- **Task objective**
All lines in the records that carry the string "rocks" are to be shown.
:: Supplied data
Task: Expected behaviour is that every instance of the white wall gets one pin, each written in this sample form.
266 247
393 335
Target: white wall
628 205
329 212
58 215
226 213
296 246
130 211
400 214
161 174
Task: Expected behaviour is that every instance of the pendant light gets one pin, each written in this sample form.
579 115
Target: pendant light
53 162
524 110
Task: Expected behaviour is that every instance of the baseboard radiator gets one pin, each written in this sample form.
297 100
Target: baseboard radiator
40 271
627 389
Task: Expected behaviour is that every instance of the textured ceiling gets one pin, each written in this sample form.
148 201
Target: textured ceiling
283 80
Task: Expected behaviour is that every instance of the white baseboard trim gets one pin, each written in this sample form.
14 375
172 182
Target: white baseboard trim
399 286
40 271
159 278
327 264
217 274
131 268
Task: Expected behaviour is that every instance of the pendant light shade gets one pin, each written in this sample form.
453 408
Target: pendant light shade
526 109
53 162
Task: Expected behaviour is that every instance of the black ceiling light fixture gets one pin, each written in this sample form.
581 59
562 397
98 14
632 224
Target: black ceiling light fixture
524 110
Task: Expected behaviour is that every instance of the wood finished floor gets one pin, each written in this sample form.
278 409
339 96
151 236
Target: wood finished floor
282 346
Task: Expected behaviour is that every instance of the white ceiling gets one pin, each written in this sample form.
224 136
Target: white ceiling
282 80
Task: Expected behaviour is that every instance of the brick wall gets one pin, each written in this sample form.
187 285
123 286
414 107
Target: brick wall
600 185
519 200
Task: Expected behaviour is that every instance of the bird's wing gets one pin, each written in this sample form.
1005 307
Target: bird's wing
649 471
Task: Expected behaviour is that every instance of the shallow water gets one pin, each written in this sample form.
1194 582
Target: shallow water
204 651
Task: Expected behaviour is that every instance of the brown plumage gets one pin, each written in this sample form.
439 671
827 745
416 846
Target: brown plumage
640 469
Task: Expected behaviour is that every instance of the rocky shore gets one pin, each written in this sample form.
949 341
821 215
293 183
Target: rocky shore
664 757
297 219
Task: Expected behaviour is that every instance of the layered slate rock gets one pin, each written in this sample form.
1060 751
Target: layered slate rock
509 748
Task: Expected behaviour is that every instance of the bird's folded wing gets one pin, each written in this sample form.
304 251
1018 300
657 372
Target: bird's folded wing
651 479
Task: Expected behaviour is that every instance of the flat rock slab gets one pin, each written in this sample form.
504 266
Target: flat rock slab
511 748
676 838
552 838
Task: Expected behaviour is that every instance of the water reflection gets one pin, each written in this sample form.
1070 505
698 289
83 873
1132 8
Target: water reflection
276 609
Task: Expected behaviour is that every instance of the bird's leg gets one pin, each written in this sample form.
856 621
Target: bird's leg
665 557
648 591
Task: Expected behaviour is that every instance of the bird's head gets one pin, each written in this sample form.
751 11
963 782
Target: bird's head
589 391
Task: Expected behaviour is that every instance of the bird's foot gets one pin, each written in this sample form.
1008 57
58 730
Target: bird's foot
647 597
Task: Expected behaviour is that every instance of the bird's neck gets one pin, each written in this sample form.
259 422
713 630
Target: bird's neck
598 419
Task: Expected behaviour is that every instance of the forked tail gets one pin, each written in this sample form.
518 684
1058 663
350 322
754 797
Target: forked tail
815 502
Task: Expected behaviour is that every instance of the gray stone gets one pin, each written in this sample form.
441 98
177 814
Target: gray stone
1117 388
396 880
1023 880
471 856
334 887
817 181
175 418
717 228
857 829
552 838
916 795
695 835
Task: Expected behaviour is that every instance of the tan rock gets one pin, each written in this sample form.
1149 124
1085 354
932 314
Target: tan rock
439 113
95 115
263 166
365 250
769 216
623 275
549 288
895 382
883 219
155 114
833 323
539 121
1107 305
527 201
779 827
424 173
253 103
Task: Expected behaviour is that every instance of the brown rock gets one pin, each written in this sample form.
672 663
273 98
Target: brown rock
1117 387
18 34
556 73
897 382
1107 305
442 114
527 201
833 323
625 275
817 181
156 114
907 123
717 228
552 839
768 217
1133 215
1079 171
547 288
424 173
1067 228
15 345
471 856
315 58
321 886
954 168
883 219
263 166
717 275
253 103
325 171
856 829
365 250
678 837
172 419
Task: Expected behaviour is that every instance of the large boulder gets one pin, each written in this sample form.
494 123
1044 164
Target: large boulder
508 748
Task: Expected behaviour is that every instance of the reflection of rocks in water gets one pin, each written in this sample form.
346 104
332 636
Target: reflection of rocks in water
::::
- **Answer to this exercise**
Task: Expected behaviour is that every instance of the reflection of rocks in water gets one pin, each written in this sample form.
Target: reflection of rocks in water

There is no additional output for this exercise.